Exercise brief >> Reproduce the data below verbatim, from its first line through the line containing "positive clicks: (1190, 1085) (1806, 1093)", inclusive.
----
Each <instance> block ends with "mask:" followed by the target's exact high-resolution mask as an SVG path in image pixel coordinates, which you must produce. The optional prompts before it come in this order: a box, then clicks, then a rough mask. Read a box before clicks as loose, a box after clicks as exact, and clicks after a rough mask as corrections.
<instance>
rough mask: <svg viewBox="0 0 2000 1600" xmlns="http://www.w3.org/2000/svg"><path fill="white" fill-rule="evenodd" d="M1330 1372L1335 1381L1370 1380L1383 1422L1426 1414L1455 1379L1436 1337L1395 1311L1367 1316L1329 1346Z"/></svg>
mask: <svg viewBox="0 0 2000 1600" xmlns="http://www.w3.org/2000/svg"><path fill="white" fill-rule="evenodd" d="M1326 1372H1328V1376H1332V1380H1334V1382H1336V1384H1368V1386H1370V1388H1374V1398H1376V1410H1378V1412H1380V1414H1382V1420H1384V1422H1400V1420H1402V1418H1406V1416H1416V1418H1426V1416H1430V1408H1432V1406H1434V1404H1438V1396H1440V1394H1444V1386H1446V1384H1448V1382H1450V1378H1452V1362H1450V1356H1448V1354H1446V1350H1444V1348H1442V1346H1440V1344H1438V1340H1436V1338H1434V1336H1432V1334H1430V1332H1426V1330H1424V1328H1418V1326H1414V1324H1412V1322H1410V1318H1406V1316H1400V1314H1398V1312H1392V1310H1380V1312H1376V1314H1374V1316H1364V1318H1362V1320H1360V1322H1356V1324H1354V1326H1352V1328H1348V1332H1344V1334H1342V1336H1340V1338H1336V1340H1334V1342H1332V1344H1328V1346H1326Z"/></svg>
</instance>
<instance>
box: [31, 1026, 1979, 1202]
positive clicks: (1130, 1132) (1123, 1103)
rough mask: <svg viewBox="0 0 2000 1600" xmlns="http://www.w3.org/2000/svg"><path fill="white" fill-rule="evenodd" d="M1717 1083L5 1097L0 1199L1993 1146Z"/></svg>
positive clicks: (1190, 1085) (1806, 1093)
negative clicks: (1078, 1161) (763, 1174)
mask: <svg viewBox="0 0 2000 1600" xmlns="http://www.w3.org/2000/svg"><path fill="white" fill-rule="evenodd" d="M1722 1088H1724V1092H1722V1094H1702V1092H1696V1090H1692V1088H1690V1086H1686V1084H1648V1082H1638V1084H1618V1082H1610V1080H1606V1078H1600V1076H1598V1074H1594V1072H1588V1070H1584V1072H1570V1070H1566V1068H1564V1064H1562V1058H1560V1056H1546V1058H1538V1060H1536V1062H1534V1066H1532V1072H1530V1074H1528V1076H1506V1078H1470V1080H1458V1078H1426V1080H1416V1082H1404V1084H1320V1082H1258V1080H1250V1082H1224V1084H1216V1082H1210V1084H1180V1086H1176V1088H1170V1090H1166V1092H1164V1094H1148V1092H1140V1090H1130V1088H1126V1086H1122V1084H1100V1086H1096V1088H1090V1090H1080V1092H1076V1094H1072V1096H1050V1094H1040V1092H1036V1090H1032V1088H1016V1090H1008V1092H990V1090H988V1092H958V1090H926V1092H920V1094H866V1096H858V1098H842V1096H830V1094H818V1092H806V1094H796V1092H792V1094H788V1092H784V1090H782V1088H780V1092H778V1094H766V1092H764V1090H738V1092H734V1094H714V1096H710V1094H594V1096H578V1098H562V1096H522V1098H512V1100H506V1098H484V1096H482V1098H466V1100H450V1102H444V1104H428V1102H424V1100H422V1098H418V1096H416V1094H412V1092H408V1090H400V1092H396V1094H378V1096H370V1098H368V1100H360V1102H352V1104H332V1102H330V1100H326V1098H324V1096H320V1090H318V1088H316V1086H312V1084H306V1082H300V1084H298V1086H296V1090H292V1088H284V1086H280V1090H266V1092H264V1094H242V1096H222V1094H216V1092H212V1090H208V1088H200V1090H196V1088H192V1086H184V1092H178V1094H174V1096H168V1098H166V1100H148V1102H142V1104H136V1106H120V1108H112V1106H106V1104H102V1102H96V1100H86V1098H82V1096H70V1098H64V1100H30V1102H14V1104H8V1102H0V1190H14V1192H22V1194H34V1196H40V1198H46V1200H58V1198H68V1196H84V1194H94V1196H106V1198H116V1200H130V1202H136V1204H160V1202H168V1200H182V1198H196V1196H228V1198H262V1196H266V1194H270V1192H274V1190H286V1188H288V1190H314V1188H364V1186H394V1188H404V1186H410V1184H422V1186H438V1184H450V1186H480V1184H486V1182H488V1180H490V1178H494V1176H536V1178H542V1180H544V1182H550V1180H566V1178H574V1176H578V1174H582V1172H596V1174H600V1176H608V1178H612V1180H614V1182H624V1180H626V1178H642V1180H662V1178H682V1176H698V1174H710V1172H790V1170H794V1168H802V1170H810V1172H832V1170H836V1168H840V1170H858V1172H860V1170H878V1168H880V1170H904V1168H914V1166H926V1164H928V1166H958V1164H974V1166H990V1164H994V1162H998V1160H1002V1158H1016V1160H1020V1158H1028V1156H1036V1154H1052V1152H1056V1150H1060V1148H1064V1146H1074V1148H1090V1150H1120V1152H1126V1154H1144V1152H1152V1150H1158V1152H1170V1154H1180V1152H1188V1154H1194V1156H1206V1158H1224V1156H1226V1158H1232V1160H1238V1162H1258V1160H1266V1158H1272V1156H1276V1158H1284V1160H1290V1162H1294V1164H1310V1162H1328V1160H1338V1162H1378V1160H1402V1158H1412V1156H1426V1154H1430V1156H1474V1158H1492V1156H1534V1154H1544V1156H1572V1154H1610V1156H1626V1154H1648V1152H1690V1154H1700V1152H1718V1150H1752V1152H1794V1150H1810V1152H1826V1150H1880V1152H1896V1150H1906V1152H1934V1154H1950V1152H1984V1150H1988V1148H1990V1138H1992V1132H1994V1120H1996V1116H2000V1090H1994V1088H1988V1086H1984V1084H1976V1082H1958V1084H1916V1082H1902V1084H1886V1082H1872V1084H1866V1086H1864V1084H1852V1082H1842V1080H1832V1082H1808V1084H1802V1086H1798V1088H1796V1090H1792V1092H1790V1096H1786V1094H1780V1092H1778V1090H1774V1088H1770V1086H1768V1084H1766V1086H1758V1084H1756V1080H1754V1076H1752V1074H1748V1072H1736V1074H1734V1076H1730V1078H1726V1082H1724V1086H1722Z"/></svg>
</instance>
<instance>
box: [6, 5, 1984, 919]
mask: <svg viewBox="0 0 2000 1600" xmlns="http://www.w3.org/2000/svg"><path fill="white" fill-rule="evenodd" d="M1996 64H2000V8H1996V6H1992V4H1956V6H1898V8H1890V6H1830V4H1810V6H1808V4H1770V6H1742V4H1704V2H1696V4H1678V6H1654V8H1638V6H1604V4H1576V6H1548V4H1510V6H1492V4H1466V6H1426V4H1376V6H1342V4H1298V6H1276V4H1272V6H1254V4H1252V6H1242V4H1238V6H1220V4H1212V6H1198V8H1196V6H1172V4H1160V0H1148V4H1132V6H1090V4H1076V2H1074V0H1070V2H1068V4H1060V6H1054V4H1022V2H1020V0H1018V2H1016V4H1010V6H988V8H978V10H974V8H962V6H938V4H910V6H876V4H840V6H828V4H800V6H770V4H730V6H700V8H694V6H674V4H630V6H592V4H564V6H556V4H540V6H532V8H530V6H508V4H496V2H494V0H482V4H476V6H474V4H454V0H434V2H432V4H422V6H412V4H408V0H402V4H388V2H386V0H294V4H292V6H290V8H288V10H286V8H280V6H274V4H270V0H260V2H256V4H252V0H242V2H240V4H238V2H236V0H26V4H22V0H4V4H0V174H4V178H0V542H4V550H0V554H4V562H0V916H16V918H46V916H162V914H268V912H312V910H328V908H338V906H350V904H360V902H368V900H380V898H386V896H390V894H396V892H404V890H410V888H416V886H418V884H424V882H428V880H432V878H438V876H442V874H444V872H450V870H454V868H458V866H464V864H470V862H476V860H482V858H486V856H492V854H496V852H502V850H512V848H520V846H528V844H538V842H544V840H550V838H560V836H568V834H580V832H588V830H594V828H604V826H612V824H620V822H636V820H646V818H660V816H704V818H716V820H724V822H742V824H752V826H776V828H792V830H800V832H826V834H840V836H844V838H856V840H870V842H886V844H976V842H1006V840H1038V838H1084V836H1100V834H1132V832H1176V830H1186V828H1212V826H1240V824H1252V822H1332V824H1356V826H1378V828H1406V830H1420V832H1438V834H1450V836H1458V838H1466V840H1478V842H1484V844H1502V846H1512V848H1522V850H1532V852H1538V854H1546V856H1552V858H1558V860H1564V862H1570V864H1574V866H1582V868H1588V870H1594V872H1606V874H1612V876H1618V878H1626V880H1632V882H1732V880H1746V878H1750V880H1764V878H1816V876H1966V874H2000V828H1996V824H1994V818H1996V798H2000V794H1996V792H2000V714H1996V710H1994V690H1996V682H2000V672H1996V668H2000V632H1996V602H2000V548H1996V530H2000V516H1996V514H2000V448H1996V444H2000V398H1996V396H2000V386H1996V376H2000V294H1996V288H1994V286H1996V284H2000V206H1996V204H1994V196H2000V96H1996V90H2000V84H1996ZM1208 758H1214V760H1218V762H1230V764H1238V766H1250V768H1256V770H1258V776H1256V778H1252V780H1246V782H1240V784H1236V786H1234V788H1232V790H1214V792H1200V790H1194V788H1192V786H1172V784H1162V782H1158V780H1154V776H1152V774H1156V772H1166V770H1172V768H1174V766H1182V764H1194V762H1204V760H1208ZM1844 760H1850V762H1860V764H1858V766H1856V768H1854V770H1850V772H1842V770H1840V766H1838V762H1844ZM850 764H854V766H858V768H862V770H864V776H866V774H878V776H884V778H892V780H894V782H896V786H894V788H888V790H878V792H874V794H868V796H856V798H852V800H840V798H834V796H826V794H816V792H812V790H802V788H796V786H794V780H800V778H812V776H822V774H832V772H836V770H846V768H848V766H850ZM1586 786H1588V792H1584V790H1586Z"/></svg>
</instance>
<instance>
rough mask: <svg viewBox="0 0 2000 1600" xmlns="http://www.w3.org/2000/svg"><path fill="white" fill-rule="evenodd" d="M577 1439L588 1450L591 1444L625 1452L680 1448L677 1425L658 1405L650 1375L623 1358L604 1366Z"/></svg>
----
Written solution >>
Each <instance> block ends with "mask:" followed by the target's exact high-resolution mask as an SVG path in image pixel coordinates, which you must produce. The optional prompts before it come in this order: a box, then clicks, then a rough mask. Read a box before clicks as loose, a box after clicks as exact, and clicks after a rough mask as corrections.
<instance>
rough mask: <svg viewBox="0 0 2000 1600" xmlns="http://www.w3.org/2000/svg"><path fill="white" fill-rule="evenodd" d="M1330 1372L1335 1381L1370 1380L1383 1422L1426 1414L1455 1379L1436 1337L1395 1311L1367 1316L1329 1346Z"/></svg>
mask: <svg viewBox="0 0 2000 1600" xmlns="http://www.w3.org/2000/svg"><path fill="white" fill-rule="evenodd" d="M1326 1372H1328V1376H1332V1380H1334V1382H1336V1384H1368V1386H1370V1388H1374V1398H1376V1410H1378V1412H1380V1414H1382V1420H1384V1422H1400V1420H1402V1418H1406V1416H1416V1418H1426V1416H1430V1408H1432V1406H1434V1404H1438V1396H1440V1394H1444V1386H1446V1384H1448V1382H1450V1378H1452V1362H1450V1356H1448V1354H1446V1350H1444V1348H1442V1346H1440V1344H1438V1340H1436V1338H1434V1336H1432V1334H1430V1332H1426V1330H1424V1328H1418V1326H1414V1324H1412V1322H1410V1318H1406V1316H1400V1314H1398V1312H1392V1310H1380V1312H1376V1314H1374V1316H1364V1318H1362V1320H1360V1322H1356V1324H1354V1326H1352V1328H1348V1332H1344V1334H1342V1336H1340V1338H1336V1340H1334V1342H1332V1344H1328V1346H1326Z"/></svg>
</instance>
<instance>
box: [31, 1026, 1979, 1202]
positive clicks: (1130, 1132) (1123, 1103)
rough mask: <svg viewBox="0 0 2000 1600" xmlns="http://www.w3.org/2000/svg"><path fill="white" fill-rule="evenodd" d="M1717 1083L5 1097L0 1199L1993 1146Z"/></svg>
positive clicks: (1190, 1085) (1806, 1093)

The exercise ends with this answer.